● WHAT NEEDS TO BE DONE: Pull out every line of the listing below that includes the word "grey", and copy each one unchanged.
*** GIVEN DATA
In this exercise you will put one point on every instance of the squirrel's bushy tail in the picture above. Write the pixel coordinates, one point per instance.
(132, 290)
******
*** GIVEN DATA
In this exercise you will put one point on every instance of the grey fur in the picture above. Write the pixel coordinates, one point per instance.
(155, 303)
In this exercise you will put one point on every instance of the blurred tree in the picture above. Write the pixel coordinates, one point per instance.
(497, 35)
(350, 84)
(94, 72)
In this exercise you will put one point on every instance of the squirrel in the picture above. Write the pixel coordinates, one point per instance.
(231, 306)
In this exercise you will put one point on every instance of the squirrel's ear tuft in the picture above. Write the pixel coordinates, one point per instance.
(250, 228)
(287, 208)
******
*** GIVEN DATA
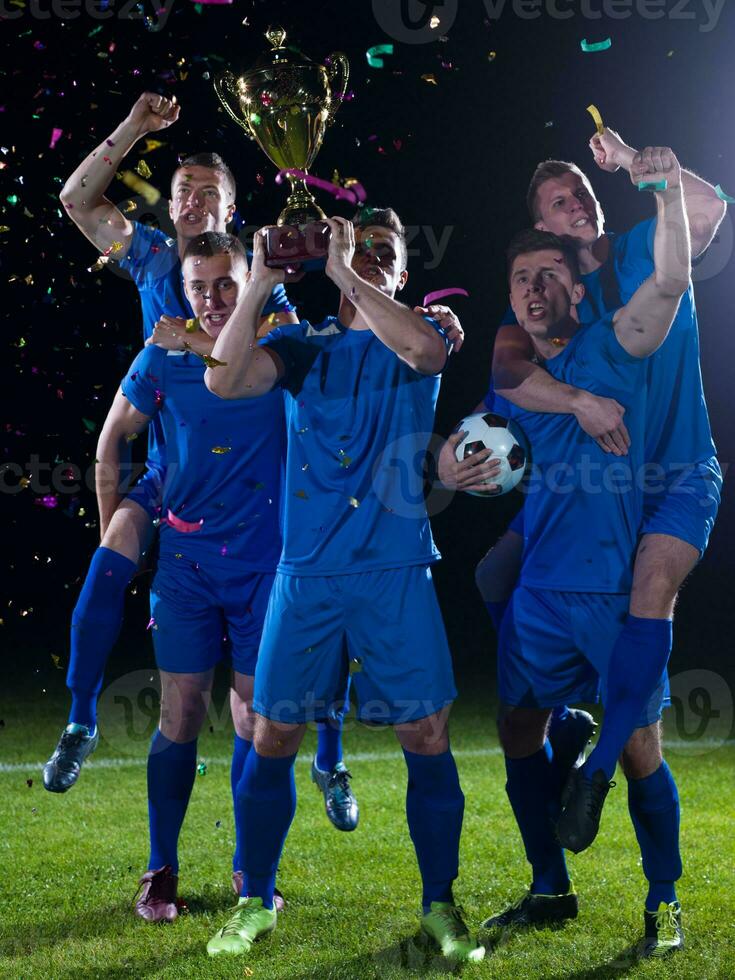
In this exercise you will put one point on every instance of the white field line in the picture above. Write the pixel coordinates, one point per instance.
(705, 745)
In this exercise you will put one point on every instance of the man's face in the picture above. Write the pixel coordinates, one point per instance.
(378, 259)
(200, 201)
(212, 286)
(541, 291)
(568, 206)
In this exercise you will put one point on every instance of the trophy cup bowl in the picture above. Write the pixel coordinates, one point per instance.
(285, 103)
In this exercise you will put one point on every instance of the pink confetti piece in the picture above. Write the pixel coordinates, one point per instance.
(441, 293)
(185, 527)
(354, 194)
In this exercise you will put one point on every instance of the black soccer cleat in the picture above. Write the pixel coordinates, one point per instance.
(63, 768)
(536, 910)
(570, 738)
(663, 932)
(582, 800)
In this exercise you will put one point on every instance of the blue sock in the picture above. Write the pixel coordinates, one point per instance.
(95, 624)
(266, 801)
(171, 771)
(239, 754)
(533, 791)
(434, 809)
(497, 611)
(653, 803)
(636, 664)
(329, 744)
******
● SOLUTION FOR THIS PROBLEM:
In this exercise you will put one point on every instance of the grey fur in the picture above. Write the pixel coordinates, one point per instance.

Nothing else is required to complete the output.